**Exercise prompt**
Exclude the pictures; give every entry again exactly as written.

**Information given**
_ _ _
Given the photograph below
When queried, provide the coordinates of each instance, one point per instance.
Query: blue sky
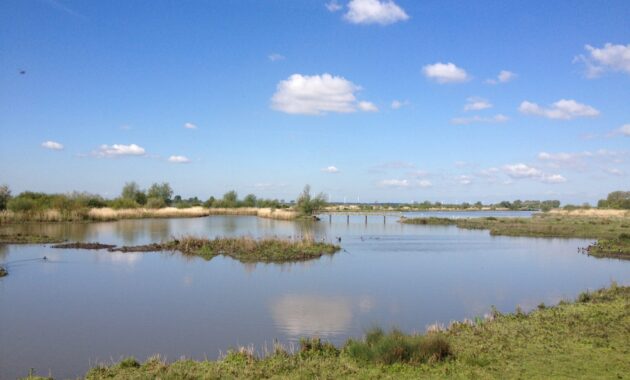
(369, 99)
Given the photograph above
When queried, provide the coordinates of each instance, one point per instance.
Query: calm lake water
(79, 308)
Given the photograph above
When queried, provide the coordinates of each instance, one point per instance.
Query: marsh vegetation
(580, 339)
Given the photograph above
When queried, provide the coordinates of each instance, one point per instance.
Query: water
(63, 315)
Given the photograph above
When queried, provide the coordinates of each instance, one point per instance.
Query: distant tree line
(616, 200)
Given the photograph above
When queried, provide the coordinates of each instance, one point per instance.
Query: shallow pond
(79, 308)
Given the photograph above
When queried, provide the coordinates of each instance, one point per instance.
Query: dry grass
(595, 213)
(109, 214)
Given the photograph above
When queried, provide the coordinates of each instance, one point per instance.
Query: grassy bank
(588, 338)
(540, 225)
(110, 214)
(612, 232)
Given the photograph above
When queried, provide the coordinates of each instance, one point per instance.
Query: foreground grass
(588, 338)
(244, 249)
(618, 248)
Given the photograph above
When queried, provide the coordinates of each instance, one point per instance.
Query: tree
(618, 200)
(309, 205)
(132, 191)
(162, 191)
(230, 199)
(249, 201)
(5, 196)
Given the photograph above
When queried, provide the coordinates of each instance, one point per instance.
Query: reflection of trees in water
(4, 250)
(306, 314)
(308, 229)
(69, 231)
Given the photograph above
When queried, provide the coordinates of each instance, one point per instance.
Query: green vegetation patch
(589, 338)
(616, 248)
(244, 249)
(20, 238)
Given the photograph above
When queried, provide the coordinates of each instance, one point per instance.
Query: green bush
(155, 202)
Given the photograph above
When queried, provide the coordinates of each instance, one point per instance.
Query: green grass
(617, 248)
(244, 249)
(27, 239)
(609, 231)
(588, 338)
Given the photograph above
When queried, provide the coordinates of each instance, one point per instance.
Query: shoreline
_ _ _
**The response**
Given the photograph below
When queried, provide the coordinates of each instance, one point per instance.
Query: blue sky
(369, 99)
Given the photograph above
When queried, provide the coordinates of each instance, one point per instance.
Query: calm lake water
(79, 308)
Given the photograph above
When queried, provide the coordinates of each instance, one point per instance.
Query: marsh vegetation
(580, 339)
Given the photograph above
When queried, provide the coordinates of each instance, one point per instance.
Query: water
(63, 315)
Given the photograph above
When queried, provide the coordinates of each instance, one point per instance.
Query: distant tree line
(616, 200)
Given the photograph above
When queried, provide the coordinates of each instance, one point per instance.
Query: shallow pond
(79, 308)
Given the photograph above
When queried, provide the coordinates of each instance, one point per instance.
Query: dry grass
(595, 213)
(109, 214)
Given the photograph above
When queried, provide the coordinates of each instance, one point per instance.
Query: grassy bank
(588, 338)
(540, 225)
(110, 214)
(612, 232)
Given the photograph above
When queried, provide the coordinates of each instance, one point per instance.
Query: foreground grass
(588, 338)
(244, 249)
(618, 248)
Given the photograph above
When queried, provide the coordinates of each instance, one point per instance.
Query: tree
(618, 200)
(309, 205)
(132, 191)
(162, 191)
(230, 199)
(249, 201)
(5, 196)
Given the photograph above
When queried, provide the coordinates of each instance, one point per instance.
Query: reflection of trees in water
(4, 250)
(306, 314)
(308, 229)
(69, 231)
Given the photograph above
When queried, provide the coordinates of each instance, one point per instance.
Query: green vegetation patch
(589, 338)
(616, 248)
(244, 249)
(20, 238)
Given the photograph above
When queried, provide the coordinates of each instance, one point per instance.
Query: green bush
(155, 202)
Given the photograph above
When queried, provide the coordinates of each instance, one point per instance.
Query: green grass
(617, 248)
(244, 249)
(27, 239)
(609, 231)
(588, 338)
Given the photograph above
When queried, provide the coordinates of each instance, one point per instance.
Query: shoreline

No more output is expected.